* [Document section]
Unfortunately, you cannot expect a mainstream company with huge overhead to operate on this premise. They gamble on 90% of their books and 90% of those are a loss - they have to scramble to cover that loss.

Personally, I think what has damaged the book trade most is when Returns were instituted. It put the publishers at the mercy of the bookstores and eliminated the risk to the bookstores - what they couldn't sell, they could return. This is not the way the business model is supposed to work. If your local grocery store can't sell a particular brand of bread, they may cease stocking it but they can't ship it back to the bakery and get their money back. They just drop the price and settle for a lower profit or even below cost to cut their losses. Bookstores may still have some 'reduced price' books, but nowhere near as many is in decades past. I used to buy a lot of 'cheap' books because my taste didn't run to best-sellers but to the odd books unlikely to find a big market.

I find it ironic that bookstores which benefited from the Return mechanism are now at risk of going under because of reduced in-store sales. What goes around, comes around.

* [Data excerpts]
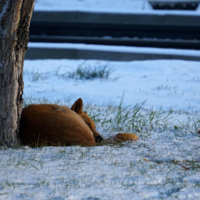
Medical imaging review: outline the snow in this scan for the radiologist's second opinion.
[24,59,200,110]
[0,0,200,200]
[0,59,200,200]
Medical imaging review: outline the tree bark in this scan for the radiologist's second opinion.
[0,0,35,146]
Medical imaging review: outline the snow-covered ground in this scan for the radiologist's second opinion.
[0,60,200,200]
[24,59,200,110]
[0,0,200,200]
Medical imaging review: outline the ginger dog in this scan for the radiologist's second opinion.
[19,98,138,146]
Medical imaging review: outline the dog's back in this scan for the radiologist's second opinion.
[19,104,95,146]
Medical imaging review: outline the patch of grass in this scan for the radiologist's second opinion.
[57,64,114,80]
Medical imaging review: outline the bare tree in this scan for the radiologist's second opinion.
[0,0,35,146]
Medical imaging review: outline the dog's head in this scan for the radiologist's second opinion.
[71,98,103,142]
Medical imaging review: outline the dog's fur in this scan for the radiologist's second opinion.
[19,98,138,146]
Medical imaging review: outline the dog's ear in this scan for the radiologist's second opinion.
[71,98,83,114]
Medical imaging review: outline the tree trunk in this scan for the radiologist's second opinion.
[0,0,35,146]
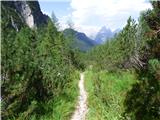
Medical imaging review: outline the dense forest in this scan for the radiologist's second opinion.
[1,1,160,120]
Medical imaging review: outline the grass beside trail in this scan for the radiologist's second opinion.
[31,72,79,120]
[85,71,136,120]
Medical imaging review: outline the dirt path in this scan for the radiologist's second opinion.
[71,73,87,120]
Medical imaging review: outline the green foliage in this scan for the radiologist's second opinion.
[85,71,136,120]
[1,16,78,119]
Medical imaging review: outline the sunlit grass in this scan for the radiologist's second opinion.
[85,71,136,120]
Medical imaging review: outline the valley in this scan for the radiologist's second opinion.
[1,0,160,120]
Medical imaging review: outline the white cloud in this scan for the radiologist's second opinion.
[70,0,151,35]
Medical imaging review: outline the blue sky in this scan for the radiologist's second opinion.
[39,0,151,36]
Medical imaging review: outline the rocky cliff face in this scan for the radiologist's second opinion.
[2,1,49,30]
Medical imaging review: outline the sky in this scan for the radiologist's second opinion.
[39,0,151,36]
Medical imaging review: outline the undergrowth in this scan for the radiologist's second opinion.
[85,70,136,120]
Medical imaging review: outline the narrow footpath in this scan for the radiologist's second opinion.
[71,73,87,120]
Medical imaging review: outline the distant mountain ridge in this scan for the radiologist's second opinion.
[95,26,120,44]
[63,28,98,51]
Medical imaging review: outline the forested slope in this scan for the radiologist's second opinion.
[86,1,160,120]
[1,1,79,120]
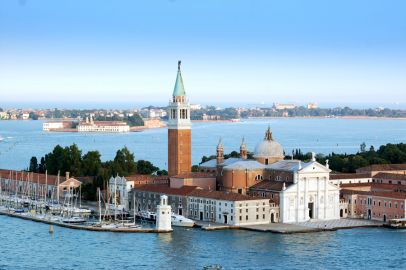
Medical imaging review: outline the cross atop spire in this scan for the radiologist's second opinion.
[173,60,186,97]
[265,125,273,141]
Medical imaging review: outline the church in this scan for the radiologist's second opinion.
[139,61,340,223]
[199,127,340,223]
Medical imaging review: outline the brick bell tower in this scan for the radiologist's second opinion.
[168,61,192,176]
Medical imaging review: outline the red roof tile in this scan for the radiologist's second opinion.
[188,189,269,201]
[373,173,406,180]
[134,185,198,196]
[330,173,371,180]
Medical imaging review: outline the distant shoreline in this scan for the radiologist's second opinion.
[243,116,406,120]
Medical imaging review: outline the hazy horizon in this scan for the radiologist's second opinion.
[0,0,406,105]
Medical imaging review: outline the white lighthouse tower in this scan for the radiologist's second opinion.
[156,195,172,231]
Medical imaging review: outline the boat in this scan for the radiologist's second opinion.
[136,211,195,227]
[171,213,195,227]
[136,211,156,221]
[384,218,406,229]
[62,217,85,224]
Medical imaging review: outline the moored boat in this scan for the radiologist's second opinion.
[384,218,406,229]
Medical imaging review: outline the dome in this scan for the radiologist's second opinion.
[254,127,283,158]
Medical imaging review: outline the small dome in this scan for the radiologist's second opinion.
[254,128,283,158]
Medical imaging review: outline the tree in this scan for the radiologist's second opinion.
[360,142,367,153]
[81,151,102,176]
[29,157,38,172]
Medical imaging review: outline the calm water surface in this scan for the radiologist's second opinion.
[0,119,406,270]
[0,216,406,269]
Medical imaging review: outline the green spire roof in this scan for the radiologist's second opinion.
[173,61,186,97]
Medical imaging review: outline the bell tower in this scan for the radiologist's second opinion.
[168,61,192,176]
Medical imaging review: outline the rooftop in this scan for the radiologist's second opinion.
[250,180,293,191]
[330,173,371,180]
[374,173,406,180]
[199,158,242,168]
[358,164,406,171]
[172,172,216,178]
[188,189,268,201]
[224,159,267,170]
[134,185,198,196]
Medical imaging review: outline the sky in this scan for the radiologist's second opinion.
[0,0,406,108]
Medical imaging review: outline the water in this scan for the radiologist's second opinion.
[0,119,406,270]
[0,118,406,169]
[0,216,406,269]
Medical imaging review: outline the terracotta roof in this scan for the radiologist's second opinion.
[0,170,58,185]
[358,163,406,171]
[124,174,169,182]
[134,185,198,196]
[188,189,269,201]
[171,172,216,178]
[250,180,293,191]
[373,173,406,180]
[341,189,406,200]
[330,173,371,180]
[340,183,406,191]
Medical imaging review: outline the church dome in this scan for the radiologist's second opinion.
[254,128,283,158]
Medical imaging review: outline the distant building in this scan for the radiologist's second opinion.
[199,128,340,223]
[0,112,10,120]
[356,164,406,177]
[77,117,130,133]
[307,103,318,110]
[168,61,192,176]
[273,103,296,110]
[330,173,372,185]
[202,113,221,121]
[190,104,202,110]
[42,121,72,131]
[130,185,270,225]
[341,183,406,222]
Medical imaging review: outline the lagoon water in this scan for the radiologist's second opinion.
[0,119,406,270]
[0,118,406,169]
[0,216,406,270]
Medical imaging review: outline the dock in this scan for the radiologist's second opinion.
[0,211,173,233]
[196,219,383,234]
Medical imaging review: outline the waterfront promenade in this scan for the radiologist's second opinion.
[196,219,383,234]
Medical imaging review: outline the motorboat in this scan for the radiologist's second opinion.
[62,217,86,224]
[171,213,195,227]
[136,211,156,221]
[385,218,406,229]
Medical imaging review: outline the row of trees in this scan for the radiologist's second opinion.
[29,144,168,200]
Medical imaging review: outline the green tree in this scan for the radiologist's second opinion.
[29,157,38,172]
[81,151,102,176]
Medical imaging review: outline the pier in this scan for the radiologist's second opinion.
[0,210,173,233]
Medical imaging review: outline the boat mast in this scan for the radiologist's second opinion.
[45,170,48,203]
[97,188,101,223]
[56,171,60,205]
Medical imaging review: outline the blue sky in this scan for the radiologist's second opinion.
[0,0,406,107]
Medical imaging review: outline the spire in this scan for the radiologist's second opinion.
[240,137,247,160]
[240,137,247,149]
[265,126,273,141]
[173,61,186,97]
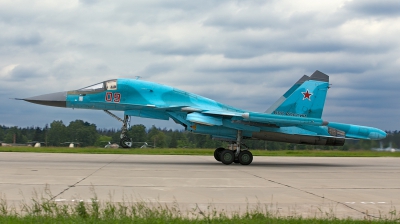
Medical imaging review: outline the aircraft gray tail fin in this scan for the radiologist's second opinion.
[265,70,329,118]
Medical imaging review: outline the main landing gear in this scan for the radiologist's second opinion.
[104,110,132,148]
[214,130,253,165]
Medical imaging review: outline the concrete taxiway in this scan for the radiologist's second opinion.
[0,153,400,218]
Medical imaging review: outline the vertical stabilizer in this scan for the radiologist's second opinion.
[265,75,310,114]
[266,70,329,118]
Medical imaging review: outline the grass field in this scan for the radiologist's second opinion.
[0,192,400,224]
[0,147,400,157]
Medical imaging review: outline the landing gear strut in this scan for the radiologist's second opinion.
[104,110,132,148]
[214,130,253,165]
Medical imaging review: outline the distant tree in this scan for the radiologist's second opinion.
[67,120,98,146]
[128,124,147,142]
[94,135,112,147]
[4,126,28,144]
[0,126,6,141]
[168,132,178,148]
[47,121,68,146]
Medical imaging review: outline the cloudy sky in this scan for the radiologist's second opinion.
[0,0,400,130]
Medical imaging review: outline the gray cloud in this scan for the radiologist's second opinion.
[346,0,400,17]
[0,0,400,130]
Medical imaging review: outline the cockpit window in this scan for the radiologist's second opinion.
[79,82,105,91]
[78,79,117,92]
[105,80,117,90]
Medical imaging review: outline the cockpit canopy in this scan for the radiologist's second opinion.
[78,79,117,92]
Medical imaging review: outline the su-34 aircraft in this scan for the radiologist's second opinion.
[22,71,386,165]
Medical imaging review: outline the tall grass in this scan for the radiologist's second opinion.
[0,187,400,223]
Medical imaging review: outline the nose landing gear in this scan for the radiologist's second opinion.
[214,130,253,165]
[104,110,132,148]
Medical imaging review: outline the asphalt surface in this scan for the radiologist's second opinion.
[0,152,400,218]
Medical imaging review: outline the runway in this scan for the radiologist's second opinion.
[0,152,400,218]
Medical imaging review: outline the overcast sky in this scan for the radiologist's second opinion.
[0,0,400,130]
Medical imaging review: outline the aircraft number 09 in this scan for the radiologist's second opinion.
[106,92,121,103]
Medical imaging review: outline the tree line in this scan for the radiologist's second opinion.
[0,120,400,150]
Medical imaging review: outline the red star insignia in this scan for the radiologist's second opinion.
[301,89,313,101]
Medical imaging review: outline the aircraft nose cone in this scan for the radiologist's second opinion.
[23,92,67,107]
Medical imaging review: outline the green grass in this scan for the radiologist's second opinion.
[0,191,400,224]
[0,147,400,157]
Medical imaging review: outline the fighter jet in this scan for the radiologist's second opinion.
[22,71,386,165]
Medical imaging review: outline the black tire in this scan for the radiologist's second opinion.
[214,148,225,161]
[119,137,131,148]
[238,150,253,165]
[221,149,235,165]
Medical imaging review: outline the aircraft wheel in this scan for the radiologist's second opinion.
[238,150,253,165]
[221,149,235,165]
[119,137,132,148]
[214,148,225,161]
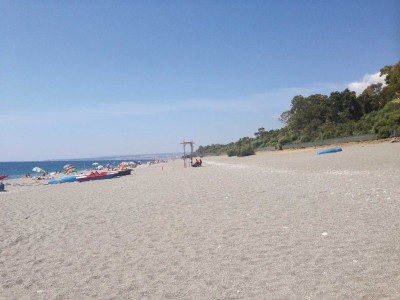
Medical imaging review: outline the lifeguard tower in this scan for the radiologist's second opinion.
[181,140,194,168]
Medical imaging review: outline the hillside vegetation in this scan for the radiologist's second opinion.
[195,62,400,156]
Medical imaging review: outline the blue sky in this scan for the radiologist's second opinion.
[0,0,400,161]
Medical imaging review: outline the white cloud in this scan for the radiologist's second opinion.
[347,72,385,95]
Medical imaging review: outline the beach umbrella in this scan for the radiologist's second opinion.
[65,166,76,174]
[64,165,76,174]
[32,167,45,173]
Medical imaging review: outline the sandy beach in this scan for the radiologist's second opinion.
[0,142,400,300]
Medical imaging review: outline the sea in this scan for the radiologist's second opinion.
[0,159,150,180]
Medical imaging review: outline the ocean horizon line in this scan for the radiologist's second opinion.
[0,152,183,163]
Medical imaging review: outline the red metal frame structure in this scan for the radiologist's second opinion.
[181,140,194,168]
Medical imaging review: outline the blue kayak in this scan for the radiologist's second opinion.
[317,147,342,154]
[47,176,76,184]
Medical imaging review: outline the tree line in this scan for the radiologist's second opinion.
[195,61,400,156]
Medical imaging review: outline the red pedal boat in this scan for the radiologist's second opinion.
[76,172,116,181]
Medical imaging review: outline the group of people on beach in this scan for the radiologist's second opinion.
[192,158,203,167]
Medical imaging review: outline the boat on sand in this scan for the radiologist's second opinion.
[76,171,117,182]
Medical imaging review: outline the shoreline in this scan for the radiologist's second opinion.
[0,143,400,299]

* [To do] Reproduce the part of the passage on the book trade starting with "I find it ironic" and going on through "around, comes around.".

* [Task output]
I find it ironic that bookstores which benefited from the Return mechanism are now at risk of going under because of reduced in-store sales. What goes around, comes around.